◆ Text under study
━━━
Lunch on our Anniersary

Lunch on our Anniversary

 

We had so much fun hanging out at the pool, drinking rose and enjoying the beautiful day.

Celebrating 14 years together

Celebrating 14 years together

A funny picture of a young boy carrying his chickens around town.

A boy and his chickens

A boy and his chickens

We have been busy here.  

  • Refueled boat (both diesel and gasoline)
  • Filled both dive tanks
  • Topped up propane tanks
  • Did several loads of laundry
  • Water tanks topped off
  • Provisioned the boat
  • Fixed our jib sail
Sail repair

Sail repair

Drone Shots:

Matt took some great shots of the Tu Hiva Tiki with the drone

Tu Hiva Tiki

Tu Hiva Tiki

Aerial photo of the anchorage and the tiki.

Nuku Hiva Anchorage

Nuku Hiva Anchorage

Sugar Shack siting by herself being unsociable.

Sugar Shack in Nuku Hiva

Sugar Shack in Nuku Hiva

 

Nuku Hiva

The Mountainous Islands of Marquesas

What a change of scenery!  It was so nice to wake up to tall, sweeping mountains against a brilliant blue sky.  Of course, I was still partially asleep being we just set the hook 4 hours earlier.  The mountain sides are not particularly green and lush in Baie Taiohae, but they are pretty.  Welcome to the Marquesas.
━━━
(Referring expression data)
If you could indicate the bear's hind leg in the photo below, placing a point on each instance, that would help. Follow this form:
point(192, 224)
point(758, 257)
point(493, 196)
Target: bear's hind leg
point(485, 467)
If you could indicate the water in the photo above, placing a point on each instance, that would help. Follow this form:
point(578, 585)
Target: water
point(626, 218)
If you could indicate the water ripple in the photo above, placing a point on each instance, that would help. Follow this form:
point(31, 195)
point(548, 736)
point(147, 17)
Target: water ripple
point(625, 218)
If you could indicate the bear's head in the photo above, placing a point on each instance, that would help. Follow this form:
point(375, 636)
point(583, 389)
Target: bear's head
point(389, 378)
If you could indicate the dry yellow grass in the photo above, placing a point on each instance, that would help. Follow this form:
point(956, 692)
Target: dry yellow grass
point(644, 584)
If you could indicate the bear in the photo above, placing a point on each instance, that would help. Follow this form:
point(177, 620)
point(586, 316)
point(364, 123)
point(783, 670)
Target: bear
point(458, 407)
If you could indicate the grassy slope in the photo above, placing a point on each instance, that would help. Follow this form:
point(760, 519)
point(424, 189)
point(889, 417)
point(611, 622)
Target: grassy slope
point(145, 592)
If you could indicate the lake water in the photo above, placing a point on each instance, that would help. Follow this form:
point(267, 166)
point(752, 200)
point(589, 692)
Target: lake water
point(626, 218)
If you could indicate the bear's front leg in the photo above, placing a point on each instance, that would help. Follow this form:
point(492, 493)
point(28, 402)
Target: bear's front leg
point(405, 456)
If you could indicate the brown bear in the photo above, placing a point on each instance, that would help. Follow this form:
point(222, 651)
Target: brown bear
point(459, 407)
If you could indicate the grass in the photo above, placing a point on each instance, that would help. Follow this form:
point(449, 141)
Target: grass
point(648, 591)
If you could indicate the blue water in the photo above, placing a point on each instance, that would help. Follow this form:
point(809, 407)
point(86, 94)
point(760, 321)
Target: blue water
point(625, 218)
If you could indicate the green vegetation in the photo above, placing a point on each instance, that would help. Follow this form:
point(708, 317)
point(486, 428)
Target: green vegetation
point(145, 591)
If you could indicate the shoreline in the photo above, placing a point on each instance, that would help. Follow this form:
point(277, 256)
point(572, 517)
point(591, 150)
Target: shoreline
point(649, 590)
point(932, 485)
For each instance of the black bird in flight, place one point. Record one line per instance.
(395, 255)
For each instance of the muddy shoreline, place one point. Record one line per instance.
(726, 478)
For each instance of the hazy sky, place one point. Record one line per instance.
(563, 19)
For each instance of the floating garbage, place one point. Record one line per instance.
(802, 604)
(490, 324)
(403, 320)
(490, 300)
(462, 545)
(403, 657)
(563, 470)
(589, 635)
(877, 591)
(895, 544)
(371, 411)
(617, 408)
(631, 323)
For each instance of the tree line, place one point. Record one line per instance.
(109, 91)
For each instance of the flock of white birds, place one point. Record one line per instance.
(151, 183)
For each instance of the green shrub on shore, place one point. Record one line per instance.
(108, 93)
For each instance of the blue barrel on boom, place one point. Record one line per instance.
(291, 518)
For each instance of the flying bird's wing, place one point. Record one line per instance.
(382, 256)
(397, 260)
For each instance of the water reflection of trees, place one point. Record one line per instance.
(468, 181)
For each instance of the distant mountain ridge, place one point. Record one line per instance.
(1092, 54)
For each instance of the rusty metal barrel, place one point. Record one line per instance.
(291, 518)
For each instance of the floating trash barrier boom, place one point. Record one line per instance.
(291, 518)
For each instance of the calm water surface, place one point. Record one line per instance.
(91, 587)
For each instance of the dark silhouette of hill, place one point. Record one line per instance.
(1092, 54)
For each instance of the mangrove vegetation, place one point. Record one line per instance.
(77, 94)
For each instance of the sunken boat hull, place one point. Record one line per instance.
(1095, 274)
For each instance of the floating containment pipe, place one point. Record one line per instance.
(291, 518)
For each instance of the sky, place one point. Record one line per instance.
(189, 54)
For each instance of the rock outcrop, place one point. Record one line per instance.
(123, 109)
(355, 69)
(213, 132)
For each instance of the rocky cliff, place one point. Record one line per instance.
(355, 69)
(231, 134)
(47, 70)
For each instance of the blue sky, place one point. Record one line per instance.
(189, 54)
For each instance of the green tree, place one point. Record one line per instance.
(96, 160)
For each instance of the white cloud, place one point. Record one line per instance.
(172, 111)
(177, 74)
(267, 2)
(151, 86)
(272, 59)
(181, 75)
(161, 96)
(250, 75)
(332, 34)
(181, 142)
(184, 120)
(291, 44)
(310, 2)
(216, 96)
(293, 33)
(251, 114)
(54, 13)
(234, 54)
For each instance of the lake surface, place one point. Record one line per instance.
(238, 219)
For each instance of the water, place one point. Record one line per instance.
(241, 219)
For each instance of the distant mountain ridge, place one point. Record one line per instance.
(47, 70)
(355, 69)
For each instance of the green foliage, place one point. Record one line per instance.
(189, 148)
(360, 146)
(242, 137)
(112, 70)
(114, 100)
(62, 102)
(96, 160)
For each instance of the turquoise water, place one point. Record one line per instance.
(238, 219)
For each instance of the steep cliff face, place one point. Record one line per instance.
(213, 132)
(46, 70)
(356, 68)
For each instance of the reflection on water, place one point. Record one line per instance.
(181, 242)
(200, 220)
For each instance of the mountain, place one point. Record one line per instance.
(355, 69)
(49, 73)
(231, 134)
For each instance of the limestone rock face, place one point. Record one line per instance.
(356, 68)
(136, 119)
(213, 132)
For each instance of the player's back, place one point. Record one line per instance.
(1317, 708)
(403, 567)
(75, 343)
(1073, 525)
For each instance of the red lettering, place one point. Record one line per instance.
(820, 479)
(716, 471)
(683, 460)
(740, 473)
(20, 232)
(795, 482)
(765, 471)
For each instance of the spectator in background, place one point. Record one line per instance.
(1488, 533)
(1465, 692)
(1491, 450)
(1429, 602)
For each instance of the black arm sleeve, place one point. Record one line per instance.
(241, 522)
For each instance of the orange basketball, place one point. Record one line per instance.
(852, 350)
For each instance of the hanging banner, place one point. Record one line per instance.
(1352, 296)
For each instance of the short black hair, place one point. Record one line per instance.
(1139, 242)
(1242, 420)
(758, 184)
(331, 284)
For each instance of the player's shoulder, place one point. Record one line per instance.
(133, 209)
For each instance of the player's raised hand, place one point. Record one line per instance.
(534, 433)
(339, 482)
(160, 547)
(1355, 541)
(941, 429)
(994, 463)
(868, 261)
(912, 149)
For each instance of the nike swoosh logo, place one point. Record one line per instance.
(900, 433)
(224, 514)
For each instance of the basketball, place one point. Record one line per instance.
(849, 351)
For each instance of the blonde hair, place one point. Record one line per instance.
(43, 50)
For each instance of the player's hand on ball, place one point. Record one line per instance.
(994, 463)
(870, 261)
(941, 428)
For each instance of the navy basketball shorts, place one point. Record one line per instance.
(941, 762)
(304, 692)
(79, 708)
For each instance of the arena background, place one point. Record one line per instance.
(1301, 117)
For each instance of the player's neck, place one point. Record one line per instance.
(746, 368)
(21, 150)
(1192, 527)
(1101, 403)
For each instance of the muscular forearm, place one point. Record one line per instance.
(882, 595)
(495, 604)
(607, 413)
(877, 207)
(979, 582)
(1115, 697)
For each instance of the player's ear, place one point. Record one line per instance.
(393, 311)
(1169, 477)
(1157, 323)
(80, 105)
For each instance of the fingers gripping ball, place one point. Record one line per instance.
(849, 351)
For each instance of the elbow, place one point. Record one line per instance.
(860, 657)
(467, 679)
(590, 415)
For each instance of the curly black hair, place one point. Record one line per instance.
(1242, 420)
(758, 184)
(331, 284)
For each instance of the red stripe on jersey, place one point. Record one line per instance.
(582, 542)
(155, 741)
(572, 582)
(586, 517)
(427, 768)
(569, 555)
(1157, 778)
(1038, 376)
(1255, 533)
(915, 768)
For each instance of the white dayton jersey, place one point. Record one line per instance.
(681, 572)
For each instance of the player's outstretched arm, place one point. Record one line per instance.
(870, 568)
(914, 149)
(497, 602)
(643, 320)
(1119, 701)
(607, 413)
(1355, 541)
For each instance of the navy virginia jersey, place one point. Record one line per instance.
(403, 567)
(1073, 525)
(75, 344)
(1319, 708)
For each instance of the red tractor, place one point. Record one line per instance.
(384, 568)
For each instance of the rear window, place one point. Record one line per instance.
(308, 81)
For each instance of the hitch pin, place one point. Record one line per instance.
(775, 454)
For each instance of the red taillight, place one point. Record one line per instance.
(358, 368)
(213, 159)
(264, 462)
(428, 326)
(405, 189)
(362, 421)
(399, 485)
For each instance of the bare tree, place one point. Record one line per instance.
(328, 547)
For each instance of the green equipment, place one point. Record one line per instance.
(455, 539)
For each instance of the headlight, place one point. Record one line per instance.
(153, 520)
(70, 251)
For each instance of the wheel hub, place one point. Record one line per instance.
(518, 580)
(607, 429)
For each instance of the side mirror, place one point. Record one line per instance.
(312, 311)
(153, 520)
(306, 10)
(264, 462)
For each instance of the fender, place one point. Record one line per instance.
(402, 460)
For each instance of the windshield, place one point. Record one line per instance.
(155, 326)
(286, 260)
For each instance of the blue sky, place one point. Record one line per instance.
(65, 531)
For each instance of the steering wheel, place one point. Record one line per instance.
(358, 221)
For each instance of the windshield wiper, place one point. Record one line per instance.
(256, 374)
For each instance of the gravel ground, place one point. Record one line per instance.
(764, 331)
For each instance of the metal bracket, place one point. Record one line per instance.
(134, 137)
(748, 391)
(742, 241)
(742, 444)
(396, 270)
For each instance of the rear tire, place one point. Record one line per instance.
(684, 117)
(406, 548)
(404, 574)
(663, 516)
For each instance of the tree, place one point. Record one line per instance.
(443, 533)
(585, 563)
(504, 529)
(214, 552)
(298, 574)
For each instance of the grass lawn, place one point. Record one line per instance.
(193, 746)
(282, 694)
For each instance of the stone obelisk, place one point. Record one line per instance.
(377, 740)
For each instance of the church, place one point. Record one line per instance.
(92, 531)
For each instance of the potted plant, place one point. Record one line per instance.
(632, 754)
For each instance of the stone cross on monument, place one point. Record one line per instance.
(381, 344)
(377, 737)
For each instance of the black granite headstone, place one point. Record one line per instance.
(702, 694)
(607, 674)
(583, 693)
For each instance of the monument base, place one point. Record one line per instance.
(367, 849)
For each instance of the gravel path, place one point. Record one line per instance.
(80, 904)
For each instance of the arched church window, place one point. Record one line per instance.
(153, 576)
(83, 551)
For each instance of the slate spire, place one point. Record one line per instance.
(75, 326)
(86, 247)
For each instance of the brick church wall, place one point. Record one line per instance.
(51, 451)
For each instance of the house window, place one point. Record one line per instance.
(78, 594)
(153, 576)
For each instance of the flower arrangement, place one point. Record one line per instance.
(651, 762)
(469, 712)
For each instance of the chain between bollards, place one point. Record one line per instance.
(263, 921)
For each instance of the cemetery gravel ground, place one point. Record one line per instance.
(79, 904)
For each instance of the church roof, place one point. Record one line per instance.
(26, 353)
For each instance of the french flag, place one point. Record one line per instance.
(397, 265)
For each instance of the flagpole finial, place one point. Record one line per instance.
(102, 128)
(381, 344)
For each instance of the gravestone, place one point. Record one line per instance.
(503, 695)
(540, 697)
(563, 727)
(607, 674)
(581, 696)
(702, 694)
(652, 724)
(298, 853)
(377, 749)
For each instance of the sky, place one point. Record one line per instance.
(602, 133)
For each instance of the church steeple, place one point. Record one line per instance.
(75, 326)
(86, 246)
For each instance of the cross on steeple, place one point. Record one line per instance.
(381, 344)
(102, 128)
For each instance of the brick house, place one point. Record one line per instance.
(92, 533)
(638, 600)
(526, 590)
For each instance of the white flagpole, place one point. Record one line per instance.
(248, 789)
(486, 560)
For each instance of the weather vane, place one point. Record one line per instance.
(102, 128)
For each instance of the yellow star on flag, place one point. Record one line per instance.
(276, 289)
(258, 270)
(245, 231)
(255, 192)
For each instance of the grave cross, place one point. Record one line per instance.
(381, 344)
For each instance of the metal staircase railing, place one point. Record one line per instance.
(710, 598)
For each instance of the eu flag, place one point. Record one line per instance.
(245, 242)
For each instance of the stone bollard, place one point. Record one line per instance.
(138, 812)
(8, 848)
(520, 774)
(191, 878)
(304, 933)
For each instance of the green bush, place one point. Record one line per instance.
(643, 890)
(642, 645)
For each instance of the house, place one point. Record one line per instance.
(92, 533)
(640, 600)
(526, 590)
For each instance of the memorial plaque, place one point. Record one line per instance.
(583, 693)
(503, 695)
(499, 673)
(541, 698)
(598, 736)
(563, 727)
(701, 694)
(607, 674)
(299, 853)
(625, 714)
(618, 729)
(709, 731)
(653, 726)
━━━
Quote the sailing post word for word, between "Sugar Shack siting" and "to the Marquesas.", inclusive.

◆ Answer space
Sugar Shack siting by herself being unsociable.

Sugar Shack in Nuku Hiva

Sugar Shack in Nuku Hiva

 

Nuku Hiva

The Mountainous Islands of Marquesas

What a change of scenery!  It was so nice to wake up to tall, sweeping mountains against a brilliant blue sky.  Of course, I was still partially asleep being we just set the hook 4 hours earlier.  The mountain sides are not particularly green and lush in Baie Taiohae, but they are pretty.  Welcome to the Marquesas.